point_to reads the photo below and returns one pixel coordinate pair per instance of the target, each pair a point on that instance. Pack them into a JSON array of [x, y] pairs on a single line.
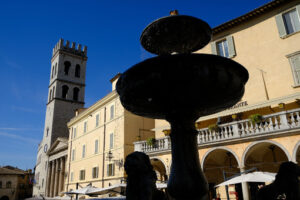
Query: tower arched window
[[75, 94], [67, 67], [77, 71], [55, 68], [50, 95], [65, 90]]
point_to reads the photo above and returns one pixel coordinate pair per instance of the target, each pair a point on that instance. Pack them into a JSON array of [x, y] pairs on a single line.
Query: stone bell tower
[[65, 96]]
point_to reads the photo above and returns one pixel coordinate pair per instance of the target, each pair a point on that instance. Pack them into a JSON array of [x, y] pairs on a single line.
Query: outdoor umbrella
[[85, 190], [250, 177]]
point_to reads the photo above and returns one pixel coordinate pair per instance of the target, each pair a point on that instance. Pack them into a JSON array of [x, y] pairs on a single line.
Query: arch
[[77, 71], [160, 168], [67, 67], [295, 151], [75, 93], [263, 141], [223, 148], [50, 95], [65, 90]]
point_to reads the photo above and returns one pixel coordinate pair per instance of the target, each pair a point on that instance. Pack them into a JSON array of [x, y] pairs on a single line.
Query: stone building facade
[[266, 42], [66, 95]]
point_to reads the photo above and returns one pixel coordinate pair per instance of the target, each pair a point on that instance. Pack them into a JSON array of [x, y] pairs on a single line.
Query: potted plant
[[256, 118], [213, 127], [151, 141]]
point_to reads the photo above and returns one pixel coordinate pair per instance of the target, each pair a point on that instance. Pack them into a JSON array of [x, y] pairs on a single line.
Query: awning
[[250, 177]]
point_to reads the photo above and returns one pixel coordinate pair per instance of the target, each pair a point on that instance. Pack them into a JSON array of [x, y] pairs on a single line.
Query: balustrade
[[277, 122]]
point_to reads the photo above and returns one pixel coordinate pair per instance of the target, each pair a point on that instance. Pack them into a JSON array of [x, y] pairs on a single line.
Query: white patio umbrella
[[85, 190], [118, 188], [250, 177]]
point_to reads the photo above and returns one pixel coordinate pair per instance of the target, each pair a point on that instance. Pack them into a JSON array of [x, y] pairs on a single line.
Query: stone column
[[56, 178], [61, 174], [52, 179], [245, 187], [48, 182]]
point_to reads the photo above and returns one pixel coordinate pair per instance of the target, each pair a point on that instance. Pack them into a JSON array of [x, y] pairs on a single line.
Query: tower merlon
[[66, 47]]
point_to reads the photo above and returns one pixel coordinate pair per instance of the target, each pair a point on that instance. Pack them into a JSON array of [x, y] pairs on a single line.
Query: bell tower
[[65, 96]]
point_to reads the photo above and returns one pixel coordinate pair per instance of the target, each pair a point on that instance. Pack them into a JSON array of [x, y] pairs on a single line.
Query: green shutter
[[213, 48], [280, 25], [231, 48]]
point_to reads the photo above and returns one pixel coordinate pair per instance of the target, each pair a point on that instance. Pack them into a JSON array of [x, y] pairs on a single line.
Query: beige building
[[15, 184], [101, 136], [266, 42]]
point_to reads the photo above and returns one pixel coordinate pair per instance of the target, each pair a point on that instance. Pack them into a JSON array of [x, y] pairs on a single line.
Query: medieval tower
[[65, 96]]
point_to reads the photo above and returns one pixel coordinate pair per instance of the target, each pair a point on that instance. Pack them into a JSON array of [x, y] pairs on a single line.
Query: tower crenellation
[[69, 47]]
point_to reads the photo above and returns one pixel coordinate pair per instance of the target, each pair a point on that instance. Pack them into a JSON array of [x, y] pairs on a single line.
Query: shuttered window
[[295, 65], [288, 22], [224, 47]]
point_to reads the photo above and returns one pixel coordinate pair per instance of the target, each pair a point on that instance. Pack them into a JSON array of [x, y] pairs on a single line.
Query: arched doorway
[[218, 165], [264, 156], [160, 170]]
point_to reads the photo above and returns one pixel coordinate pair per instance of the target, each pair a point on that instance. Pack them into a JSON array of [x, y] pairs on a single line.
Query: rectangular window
[[295, 65], [288, 22], [85, 127], [111, 140], [73, 154], [291, 21], [222, 48], [72, 177], [96, 146], [95, 172], [74, 132], [82, 175], [110, 170], [97, 120], [83, 151], [112, 112]]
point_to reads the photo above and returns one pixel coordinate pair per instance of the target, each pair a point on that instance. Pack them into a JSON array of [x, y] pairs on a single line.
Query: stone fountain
[[180, 86]]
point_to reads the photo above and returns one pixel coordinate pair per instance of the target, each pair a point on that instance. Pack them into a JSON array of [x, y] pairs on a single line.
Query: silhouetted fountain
[[180, 86]]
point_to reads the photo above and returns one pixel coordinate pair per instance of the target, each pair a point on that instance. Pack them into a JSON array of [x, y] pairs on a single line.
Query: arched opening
[[77, 71], [160, 170], [65, 90], [218, 166], [4, 198], [67, 67], [264, 156], [75, 94], [50, 95]]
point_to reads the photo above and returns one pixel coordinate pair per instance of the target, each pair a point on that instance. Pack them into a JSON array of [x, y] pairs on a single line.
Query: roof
[[250, 15], [5, 171]]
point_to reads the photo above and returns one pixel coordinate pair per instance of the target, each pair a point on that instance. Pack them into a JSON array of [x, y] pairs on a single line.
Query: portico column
[[52, 179], [48, 183], [245, 187], [61, 171], [56, 177]]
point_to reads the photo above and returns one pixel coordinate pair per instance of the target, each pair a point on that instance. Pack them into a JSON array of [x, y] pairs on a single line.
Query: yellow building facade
[[101, 136], [266, 42]]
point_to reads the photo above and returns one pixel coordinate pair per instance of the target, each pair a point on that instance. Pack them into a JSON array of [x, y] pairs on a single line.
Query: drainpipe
[[103, 159]]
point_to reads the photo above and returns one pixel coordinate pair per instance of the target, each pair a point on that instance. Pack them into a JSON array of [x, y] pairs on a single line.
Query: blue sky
[[111, 30]]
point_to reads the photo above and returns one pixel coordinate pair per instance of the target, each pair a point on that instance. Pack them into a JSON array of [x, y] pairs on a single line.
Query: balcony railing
[[243, 129]]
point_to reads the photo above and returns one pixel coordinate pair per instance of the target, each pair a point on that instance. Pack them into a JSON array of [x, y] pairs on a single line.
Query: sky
[[111, 30]]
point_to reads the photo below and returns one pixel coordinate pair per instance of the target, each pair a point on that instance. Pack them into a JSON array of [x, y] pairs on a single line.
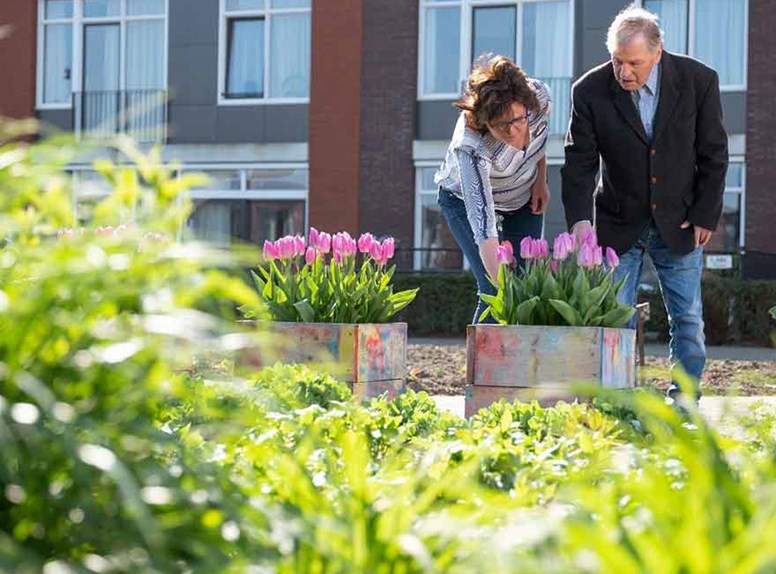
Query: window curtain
[[673, 22], [442, 50], [58, 55], [290, 56], [246, 58], [494, 31], [547, 54], [212, 221], [720, 38]]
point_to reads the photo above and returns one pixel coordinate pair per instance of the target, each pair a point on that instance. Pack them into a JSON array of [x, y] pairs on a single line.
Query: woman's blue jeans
[[515, 226]]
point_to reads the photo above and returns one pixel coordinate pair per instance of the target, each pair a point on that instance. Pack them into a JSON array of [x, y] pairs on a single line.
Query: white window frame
[[223, 32], [251, 194], [465, 37], [741, 191], [78, 22], [691, 31]]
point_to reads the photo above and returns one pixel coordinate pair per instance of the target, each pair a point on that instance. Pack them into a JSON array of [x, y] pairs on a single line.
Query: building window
────────────────────
[Problem requirements] Please retype the listing in full, exactly as given, and skip every image.

[Exercise response]
point_to reads the photo below and returns one pixel coordinate pair per instance of the target, each pair a point on that instance. Pack them into a JSON array of [x, y] pairs on a single line.
Query: tower arched window
[[75, 94], [67, 67], [77, 71], [55, 68], [50, 95], [65, 90]]
point_to reads the photo above and returns one pixel coordinate pair per instance of the target, each pair a point on that instance. Pack them into a JSON array of [x, y] pairs on a single line.
Query: stone bell tower
[[65, 96]]
point_to reads the photo above and returns one pixel coordinate pair per instance of the target, each pair a point on that instance. Pack them into a JSON array of [x, y] pairs on a single line.
Query: outdoor umbrella
[[85, 190], [250, 177]]
point_to reads the photo above and returns one pixel coordinate pair per instance of the target, each pair a point on that instance. Pack them into a JSON array of [x, y] pairs on a single line.
Query: arch
[[77, 71], [160, 168], [67, 67], [295, 151], [75, 93], [263, 141], [223, 148], [50, 95], [65, 90]]
point_to reads the photo above and returns one pixel coordinate pair per instance of the target, each pair a point on that instance. Pack them into a JSON array of [x, y] pairs on a single line.
Query: stone building facade
[[266, 42], [66, 95]]
point_to reads the photo above and returns one pixel coordinate pair per instance of the target, each pair a point on that instance. Pack them into a JSON array of [x, y] pairs on a single line.
Query: potted plant
[[256, 118], [213, 127], [151, 141]]
point_to reads the photo above and returns one pixel coordinate pair per instance of the target, each pair a point on that instance. Pack them into a JSON array of [x, y] pairs on a single line.
Query: awning
[[250, 177]]
point_to reads the photo above and returns one pixel coordinate pair per instance of the target, each pair a point on that instance. Pack them into a JSON array of [x, y] pairs on a single line.
Query: balustrade
[[277, 122]]
point_to reads the photo above and returns one pixel coordinate pair per instance of the target, each pair a point on that instance. Pack them into a JSON array of [x, y] pairs on a single line.
Query: white patio umbrella
[[85, 190], [118, 188], [250, 177]]
point_to reads the photo above and returns one pixel coordinate pair per instance of the target, each pair a point on that instance. Pack them into a JSON array of [x, y] pairs on a single line.
Query: stone column
[[56, 178], [61, 174], [52, 179], [245, 187], [48, 182]]
point_to reads the photo above and returns one pixel coordinate pair per instance of the target, each pair a point on that instance. Pack them into a JSON array of [x, y] pairs on a single line.
Query: tower merlon
[[66, 47]]
point_to reads the photo above and returns one pixel coordinate pair per instance of the target, each pair a point on that instance. Pack them into a JSON array of [x, y] pairs on a single line.
Query: bell tower
[[65, 96]]
point_to reads the photo above and returns one pixel coordinate pair per instance of the target, each pair a point on that instance. Pack them into a JSON array of [x, y] pairs on a single line.
Query: green shutter
[[213, 48], [280, 25], [231, 48]]
point_to reads the photo above and returns one pixel coordinate pair per instance of the target, each pair a point on that instance. Pack them into a JSON array of [x, y] pairs on a single line.
Query: beige building
[[15, 184], [101, 136], [266, 42]]
point_to reads the photo above and returns one pixel coordinate pair per instance of the target, each pair a point on that instance. Pack them into a JSON array of [x, y] pairs on a single line.
Query: medieval tower
[[65, 96]]
point_to reads the photo above and returns one pixel coordinate pair per instance of the target, each pair a point on that instance. Pack them into a JSON array of [x, y] pairs on a single line.
Query: tower crenellation
[[69, 47]]
point_to reads the photo above and returns one pixel coordinate pair per instance of the target, each pair a point on that instance. Pack them into a JSON array of [x, y] pairs on a single line.
Query: shuttered window
[[295, 65], [288, 22], [224, 47]]
point_to reads the photo above and returns one pixel coordinate pair per instance of the target, each pair a point on that instance. Pack them into a JSON array of [x, y] pairs on a single line.
Query: arched doorway
[[218, 165], [264, 156], [160, 170]]
point_to reads the photo above and returns one pixel coordinate pair per instance of the target, each pair a point on that instance. Pack them into a JSON array of [x, y] pairs on a single line.
Query: rectangular window
[[295, 65], [288, 22], [85, 127], [111, 140], [73, 154], [291, 21], [222, 48], [72, 177], [96, 146], [95, 172], [74, 132], [82, 175], [110, 170], [97, 120], [83, 151], [112, 112]]
point_to reads the photo above and returns one pixel coordinate pair per instance of the target, each pair a point on that instance. Pack them into a JSON array of [x, y] pairs on a single line.
Query: stone fountain
[[180, 86]]
point_to reads the photo above and returns one pixel coordinate pair per instance of the target, each pair a point on that instance. Pack them into a JSON array of [x, y] pairs on a single line.
Query: silhouetted fountain
[[180, 86]]
point_to reads the photo above and returns one pixel coordinate pair per instance of the target, each pair a point on that instance. Pack them into a JSON array of [x, y] pairs on a single line.
Query: arched opening
[[77, 71], [160, 170], [65, 90], [218, 166], [4, 198], [67, 67], [264, 156], [75, 94], [50, 95]]
point_to reads the photo above and returns one pixel coordinate pair per instance of the target, each pair a point on that instance. Pack them into a JSON array of [x, y] pairs on a single line.
Query: roof
[[250, 15], [5, 171]]
point_to reads the photo above and returns one pixel coordinate pair per instance of the target, each pair a point on that instance. Pack them into a JSON array of [x, y] pairs on a single line.
Query: portico column
[[52, 179], [48, 183], [245, 187], [61, 171], [56, 177]]
point_to reads the photo above and returns one pixel coordinate pair per instance of the target, each pair a point on that instance. Pack them into a JSON array of [x, y] pairs on a single line.
Query: yellow building facade
[[101, 136], [266, 42]]
point_to reads the photo above and returns one pixel coordinate pair per instance of the target, each pair a point on that instance. Pack them into a JSON array of [x, y] pairs on a single line.
Query: drainpipe
[[103, 159]]
point_to reads the photo above and returns one pixel coordinate pair per instance of the target, each pair a point on that instance. Pack them into a JSON array of [x, y] pairs on a single line.
Query: blue sky
[[111, 30]]
point_to reads the photo above and returns one pixel coordinate pair per instance of the target, each pair a point on that instance. Pack them into a JSON array of [x, y] pairs on a single line.
Query: balcony railing
[[243, 129]]
point_to reads the photo above and returns one pixel coordinate pair per instance of the target, each pair a point on that instance. Pack them into a JSON array of [x, y] pairs on a single line.
Query: sky
[[111, 30]]
point_to reads the photo below and returns one pixel coordinate pair per instance of the target, each pair a point on that instance. Pack them into a JSON array of [x, y] pairs on a single line.
Query: window curtain
[[673, 22], [442, 50], [58, 55], [290, 56], [246, 58], [494, 31], [547, 54], [212, 221], [720, 38]]
point_to reads the photo above and returns one pixel coordinate pair per instance of the target, each pair a point on that instance. Pack them into a JSON array of [x, y] pairs on a single line.
Query: woman's blue jeans
[[515, 226]]
point_to reads the photo above and returns one pixel coordinate pair per instance of the target, each pair a point on that instance. Pack them into a JSON array of [x, y] pairs on a single line.
Query: white window frame
[[223, 32], [251, 194], [465, 37], [741, 191], [78, 22], [691, 31]]
point_to reads the photo above and returns one pixel coordinate pair per instance of the target, each pair a point on that instance. Pack them into a JSON array of [x, y] pairs on a single line.
Query: building window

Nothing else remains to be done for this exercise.